- [Отрывок текста]
━━━━━━━━━━━━━━━━

Среди легиона рисующих неправду: лакирующих действительность, очерняющих действительность либо академически ее затушевывающих – Куваев не поддался ни одному, ни другому, ни третьему. «Бессмысленная мазня» стала для него осмысленной творческой позицией – он даже, наверное, не сам ее занял, а какая-то общая ситуация подтолкнула, обстановка, история. Родись Куваев в семидесятых годах позапрошлого века – быть бы ему передвижником, писать «Тройку» и «Охотников на привале».
В нем преобладало созерцательное начало. Несмотря на бурное время и якобы провокативный характер его живописи, он не ощущал себя ни Пугачевым, ни Разиным, ни Егором Летовым. Ничего не ниспровергал, плыл по течению – куда занесет. Заносило все больше в неформальные, полубогемные тусовки-квартирники, где по копейке наскребается на бутылку портвейна без закуски, в вахтеры, сторожа, в долгие кухонные разговоры о высоком и всяком-разном, в простые вещи, неприхотливый быт.

━━━━━━━━━━━━━━━━

- [Имеющиеся данные]
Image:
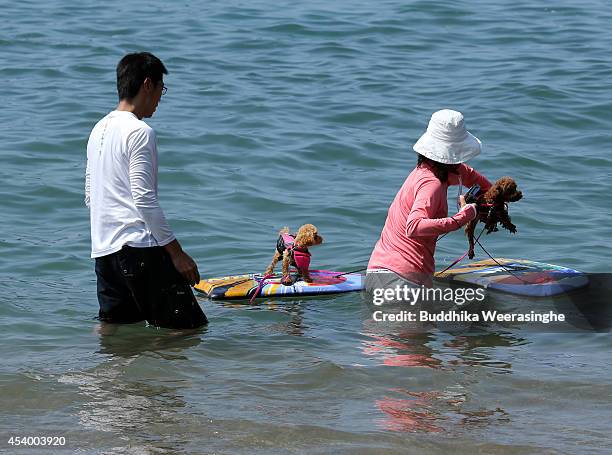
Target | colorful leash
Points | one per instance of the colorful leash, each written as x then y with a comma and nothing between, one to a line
260,286
504,267
457,261
352,271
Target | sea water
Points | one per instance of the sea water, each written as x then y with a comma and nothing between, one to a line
281,113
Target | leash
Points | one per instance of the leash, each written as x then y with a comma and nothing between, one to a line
457,261
503,266
261,284
352,271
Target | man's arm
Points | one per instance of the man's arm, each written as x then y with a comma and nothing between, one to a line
183,263
142,177
87,183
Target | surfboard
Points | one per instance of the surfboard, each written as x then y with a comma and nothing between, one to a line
517,276
244,286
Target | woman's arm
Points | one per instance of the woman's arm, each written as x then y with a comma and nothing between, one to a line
469,177
420,222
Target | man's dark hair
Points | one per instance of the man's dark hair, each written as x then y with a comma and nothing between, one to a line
440,170
133,69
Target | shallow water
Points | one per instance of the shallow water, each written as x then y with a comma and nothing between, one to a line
279,114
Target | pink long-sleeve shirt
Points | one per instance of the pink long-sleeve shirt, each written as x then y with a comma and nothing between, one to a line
416,217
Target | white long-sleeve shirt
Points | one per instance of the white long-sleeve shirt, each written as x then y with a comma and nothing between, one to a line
121,186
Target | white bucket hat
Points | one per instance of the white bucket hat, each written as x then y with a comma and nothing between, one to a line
447,140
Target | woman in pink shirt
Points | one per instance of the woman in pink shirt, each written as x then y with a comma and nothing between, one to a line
419,212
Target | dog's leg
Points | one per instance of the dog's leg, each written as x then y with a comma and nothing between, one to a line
275,260
306,276
507,223
286,280
469,231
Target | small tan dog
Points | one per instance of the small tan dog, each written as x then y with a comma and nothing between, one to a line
493,209
294,251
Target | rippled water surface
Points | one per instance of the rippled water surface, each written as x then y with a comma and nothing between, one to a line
278,114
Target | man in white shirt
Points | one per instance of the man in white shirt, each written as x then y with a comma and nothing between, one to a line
142,271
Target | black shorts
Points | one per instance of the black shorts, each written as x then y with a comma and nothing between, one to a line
138,284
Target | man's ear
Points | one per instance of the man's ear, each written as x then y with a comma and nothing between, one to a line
148,84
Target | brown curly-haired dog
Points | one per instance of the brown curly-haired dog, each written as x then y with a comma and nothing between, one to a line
493,209
293,248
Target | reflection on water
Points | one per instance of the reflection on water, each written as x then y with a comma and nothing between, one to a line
131,393
448,405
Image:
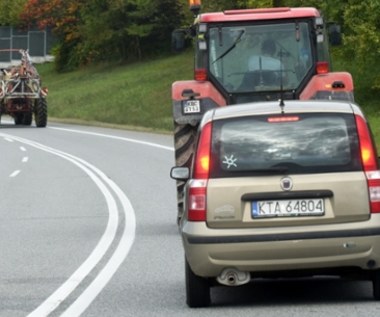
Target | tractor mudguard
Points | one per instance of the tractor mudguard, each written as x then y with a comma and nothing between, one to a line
204,92
331,86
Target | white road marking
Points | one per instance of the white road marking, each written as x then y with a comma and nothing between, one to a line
116,138
105,185
15,173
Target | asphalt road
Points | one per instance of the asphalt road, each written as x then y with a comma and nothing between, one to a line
88,227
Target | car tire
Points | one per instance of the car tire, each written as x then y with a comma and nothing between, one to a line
376,285
197,289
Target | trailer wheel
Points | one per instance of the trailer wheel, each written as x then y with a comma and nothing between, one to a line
184,144
27,118
40,113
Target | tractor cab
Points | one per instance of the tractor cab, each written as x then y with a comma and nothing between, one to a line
254,55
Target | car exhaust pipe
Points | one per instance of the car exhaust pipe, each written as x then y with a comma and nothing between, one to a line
233,277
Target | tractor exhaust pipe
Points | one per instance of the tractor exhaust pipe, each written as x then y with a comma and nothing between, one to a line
233,277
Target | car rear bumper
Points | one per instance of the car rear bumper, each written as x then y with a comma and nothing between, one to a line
209,251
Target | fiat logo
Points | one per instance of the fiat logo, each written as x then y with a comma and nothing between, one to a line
286,184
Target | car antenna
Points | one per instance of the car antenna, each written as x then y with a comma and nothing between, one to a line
282,104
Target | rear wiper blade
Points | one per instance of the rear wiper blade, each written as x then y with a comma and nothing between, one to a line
271,170
231,47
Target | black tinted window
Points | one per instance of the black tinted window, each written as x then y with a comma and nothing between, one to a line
307,143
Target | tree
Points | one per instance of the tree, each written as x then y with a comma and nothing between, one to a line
10,11
362,37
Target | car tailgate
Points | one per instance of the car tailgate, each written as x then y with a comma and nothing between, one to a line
326,198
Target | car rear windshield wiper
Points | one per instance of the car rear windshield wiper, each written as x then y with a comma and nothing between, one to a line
270,170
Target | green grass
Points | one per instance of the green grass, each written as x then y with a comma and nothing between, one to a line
138,96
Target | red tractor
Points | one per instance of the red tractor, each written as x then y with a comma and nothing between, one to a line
253,55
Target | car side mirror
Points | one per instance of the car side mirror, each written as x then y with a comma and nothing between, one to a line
180,173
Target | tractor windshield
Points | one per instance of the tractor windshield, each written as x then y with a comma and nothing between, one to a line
260,57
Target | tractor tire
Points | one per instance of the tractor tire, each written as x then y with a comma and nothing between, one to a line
40,113
18,118
184,144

━━━━━━━━━━━━━━━━

- [Что сделать]
- A) Замените в отрывке о Куваеве «портвейна» на «кефира» и приведите кусок от «В нем преобладало» до «вещи, неприхотливый быт.» включительно.
- B) Ответьте по отрывку о Куваеве:
(i) Кем мог бы стать Куваев, родись он в семидесятых годах позапрошлого века?
(ii) Какое начало в нем преобладало?
(iii) На что по копейке наскребали в тусовках-квартирниках?
- C) Напишите продолжение отрывка о Куваеве, начиная сразу после его последнего предложения.
Записи здесь никакой роли не играют.

- [Ответы по номерам]
- A)
В нем преобладало созерцательное начало. Несмотря на бурное время и якобы провокативный характер его живописи, он не ощущал себя ни Пугачевым, ни Разиным, ни Егором Летовым. Ничего не ниспровергал, плыл по течению – куда занесет. Заносило все больше в неформальные, полубогемные тусовки-квартирники, где по копейке наскребается на бутылку кефира без закуски, в вахтеры, сторожа, в долгие кухонные разговоры о высоком и всяком-разном, в простые вещи, неприхотливый быт.

- B)
(i) Передвижником.
(ii) Созерцательное.
(iii) На бутылку портвейна без закуски.

- C)
Бытовавший в обществе порядок вещей как естественный и неизбежный Куваев не принял. Чем жить как все (продвигаться, зарабатывать), «абстрактный экспрессионист» (что тоже логично) предпочел уйти в подполье – опять же не наступательное, не агрессивное, а просто несходное, другое, инакое.
Потом он заболел, и ведущие врачи развели руками – у художника обнаружилось тяжелое наследственное заболевание, которое прогрессировало с каждым годом. Он стал разрушаться, замыкаться в себе, расстался с семьей, в которой и до этого возникали нелады.
Условия жизни усугубляли недуг. Рыбы на картинах превратились в обглоданные скелеты-«расчески». Хаос торжествовал, проникая и в творчество и пожирая последние остатки цвета, возможность хода, а художнику, как и вообще любому чувствующему, здравомыслящему человеку, жизненно важно, необходимо ХОДИТЬ.
Жизнь превратилась в замкнутые круги.
С самого начала работы Куваева несли на себе исповедально-герметичный отпечаток его личности, некоей его психотерапевтической картинки (подчас даже впереди эстетики). Возможно, лишняя зацикленность на себе его и погубила – не только генетика, не только болезнь.
Он не раскрашивал, он словно прикладывал живого себя – анфас, в профиль, спереди, сзади.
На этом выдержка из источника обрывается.